[Material supplied start]

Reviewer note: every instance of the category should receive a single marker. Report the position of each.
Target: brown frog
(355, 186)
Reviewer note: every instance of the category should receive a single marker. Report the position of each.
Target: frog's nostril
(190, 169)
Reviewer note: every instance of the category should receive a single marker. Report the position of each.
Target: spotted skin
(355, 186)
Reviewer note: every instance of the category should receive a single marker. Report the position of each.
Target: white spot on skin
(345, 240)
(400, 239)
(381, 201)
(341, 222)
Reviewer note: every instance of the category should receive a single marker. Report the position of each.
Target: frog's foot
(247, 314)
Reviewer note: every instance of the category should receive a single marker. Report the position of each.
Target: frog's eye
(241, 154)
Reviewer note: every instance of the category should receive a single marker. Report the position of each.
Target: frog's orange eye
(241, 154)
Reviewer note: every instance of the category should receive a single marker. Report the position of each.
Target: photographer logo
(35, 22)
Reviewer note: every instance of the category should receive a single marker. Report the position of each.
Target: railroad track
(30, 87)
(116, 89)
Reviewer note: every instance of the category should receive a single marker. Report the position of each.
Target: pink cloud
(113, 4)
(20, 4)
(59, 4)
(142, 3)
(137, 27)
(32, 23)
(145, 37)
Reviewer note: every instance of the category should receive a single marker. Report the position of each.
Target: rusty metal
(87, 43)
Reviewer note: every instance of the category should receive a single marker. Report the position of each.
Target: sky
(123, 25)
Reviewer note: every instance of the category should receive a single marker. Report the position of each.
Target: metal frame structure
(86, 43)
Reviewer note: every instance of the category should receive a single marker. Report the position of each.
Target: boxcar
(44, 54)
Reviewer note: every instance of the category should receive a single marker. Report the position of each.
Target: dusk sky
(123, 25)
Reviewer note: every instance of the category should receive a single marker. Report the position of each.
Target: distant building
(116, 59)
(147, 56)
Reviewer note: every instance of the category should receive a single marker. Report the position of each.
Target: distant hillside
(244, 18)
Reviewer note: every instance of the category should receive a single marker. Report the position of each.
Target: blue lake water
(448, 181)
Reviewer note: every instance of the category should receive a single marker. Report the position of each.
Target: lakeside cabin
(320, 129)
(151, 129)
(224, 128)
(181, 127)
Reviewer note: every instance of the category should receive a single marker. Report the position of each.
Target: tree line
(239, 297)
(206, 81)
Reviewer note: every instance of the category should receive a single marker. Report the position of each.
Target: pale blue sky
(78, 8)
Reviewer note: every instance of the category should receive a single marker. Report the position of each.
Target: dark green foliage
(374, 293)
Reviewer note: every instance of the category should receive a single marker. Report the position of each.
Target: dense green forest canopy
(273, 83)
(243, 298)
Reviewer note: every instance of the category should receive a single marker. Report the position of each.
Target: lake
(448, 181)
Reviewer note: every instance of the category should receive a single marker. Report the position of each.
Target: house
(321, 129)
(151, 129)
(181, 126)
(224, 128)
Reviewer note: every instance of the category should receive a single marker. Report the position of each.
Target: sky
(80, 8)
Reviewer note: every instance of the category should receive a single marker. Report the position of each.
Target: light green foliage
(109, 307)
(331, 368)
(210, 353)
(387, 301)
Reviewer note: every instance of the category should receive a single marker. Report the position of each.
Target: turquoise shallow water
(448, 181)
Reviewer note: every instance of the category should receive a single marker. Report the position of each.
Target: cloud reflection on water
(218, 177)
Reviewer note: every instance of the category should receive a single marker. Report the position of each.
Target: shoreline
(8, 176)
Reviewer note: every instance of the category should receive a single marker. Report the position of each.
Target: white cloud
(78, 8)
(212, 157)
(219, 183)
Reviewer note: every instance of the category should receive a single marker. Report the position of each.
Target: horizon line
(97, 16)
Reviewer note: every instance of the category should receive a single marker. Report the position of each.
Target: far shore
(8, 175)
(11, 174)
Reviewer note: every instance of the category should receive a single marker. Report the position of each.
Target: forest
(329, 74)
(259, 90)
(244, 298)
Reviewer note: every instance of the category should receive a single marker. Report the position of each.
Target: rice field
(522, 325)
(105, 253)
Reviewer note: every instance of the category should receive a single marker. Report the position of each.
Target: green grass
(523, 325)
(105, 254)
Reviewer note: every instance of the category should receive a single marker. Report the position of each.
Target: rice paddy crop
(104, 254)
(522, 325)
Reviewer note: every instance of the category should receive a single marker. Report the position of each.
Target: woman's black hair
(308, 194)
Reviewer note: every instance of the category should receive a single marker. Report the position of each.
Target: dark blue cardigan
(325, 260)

[Material supplied end]

Given problem: Transcribe the whole listing exactly.

Final result:
Reviewer note: every instance of the category should receive a single marker. Report the position of each.
Target: brown frog
(355, 186)
Reviewer note: every instance of the category should receive a single marker. Report the position of each.
Target: frog's nostril
(190, 169)
Reviewer note: every instance of the category should receive a single marker. Report the position of each.
Target: spotted skin
(355, 186)
Reviewer note: every instance of the category should receive a single marker. Report the position of each.
Target: white spot on skin
(345, 240)
(400, 239)
(381, 201)
(341, 222)
Reviewer note: every instance of the category should receive a single marker. Report the position of each.
Target: frog's foot
(247, 314)
Reviewer note: every instance of the category should receive a single marker. Report the position of each.
Target: frog's eye
(241, 154)
Reviewer note: every instance of the category should receive a single marker. Report the position of each.
Target: frog's orange eye
(241, 154)
Reviewer note: every instance of the category should receive a single marker. Report the position of each.
Target: photographer logo
(35, 22)
Reviewer note: every instance of the category should receive a single marker. Report the position of each.
Target: railroad track
(30, 87)
(116, 89)
Reviewer note: every instance of the category should receive a single marker. Report the position of each.
Target: pink cloud
(113, 4)
(20, 4)
(59, 4)
(142, 3)
(137, 27)
(32, 23)
(145, 37)
Reviewer note: every instance of the category should receive a single marker. Report the position of each.
Target: rusty metal
(87, 43)
Reviewer note: every instance of the category should receive a single marker. Report the position of each.
Target: sky
(123, 25)
Reviewer note: every instance of the category should receive a single marker. Report the position of each.
Target: metal frame structure
(86, 43)
Reviewer note: every instance of the category should receive a single marker. Report the position of each.
Target: boxcar
(44, 54)
Reviewer note: every instance of the category should receive a single marker. Report the position of each.
Target: dusk sky
(123, 25)
Reviewer note: every instance of the category should receive a single marker. Report the position of each.
Target: distant building
(116, 59)
(147, 56)
Reviewer note: every instance of the category should receive a single marker. Report the position of each.
Target: distant hillside
(244, 18)
Reviewer note: every instance of the category should receive a single marker. Report the position of each.
Target: blue lake water
(448, 181)
Reviewer note: every instance of the category should receive a single marker. Report the position of each.
Target: lakeside cabin
(320, 129)
(151, 129)
(224, 128)
(181, 127)
Reviewer note: every instance of the category should receive a single marker. Report the position of each.
Target: tree line
(239, 297)
(206, 81)
Reviewer note: every instance of the category should receive a single marker. Report the position of each.
Target: pale blue sky
(78, 8)
Reviewer note: every instance of the category should receive a single marker. Report the position of each.
Target: dark green foliage
(374, 293)
Reviewer note: every instance of the category should receive a single marker. Report the position of each.
Target: dense green forest canopy
(273, 83)
(243, 298)
Reviewer note: every instance of the category should receive a single marker. Report the position of each.
Target: lake
(448, 181)
Reviewer note: every instance of the category should receive a single marker. Report the position of each.
Target: house
(321, 129)
(151, 129)
(181, 126)
(224, 128)
Reviewer note: every instance of the category should receive a single marker. Report the position of each.
Target: sky
(80, 8)
Reviewer note: every instance of the category should receive a single marker. Report the position of each.
Target: light green foliage
(109, 307)
(331, 368)
(210, 353)
(387, 301)
Reviewer note: every instance of the category should receive a single marker. Report the position of each.
Target: turquoise shallow water
(448, 181)
Reviewer note: every instance of the category should receive a single marker. Report the position of each.
Target: cloud reflection on water
(218, 177)
Reviewer note: every instance of the category should receive a single marker. Report the position of each.
Target: shoreline
(8, 176)
Reviewer note: every instance of the category should receive a single marker. Report the position of each.
Target: white cloud
(78, 8)
(212, 157)
(219, 183)
Reviewer note: every instance of the category should receive a single marker. Report the position of each.
Target: horizon line
(97, 16)
Reviewer note: every instance of the category should receive a single marker. Report the position of each.
Target: far shore
(8, 175)
(11, 174)
Reviewer note: every instance of the category should receive a single marker. Report the position of each.
Target: forest
(329, 74)
(259, 90)
(244, 298)
Reviewer note: every instance of the category should receive a single marker. Report the position of each.
Target: rice field
(522, 325)
(105, 253)
Reviewer note: every instance of the category should receive a single marker. Report the position of each.
Target: green grass
(523, 325)
(105, 254)
Reviewer note: every instance of the category should receive a single marker. Report the position of each.
Target: rice paddy crop
(104, 254)
(522, 325)
Reviewer note: every instance of the category should receive a single marker. Report the position of each.
Target: woman's black hair
(308, 194)
Reviewer note: every instance of the category should receive a single marker. Report the position of each.
Target: dark blue cardigan
(325, 260)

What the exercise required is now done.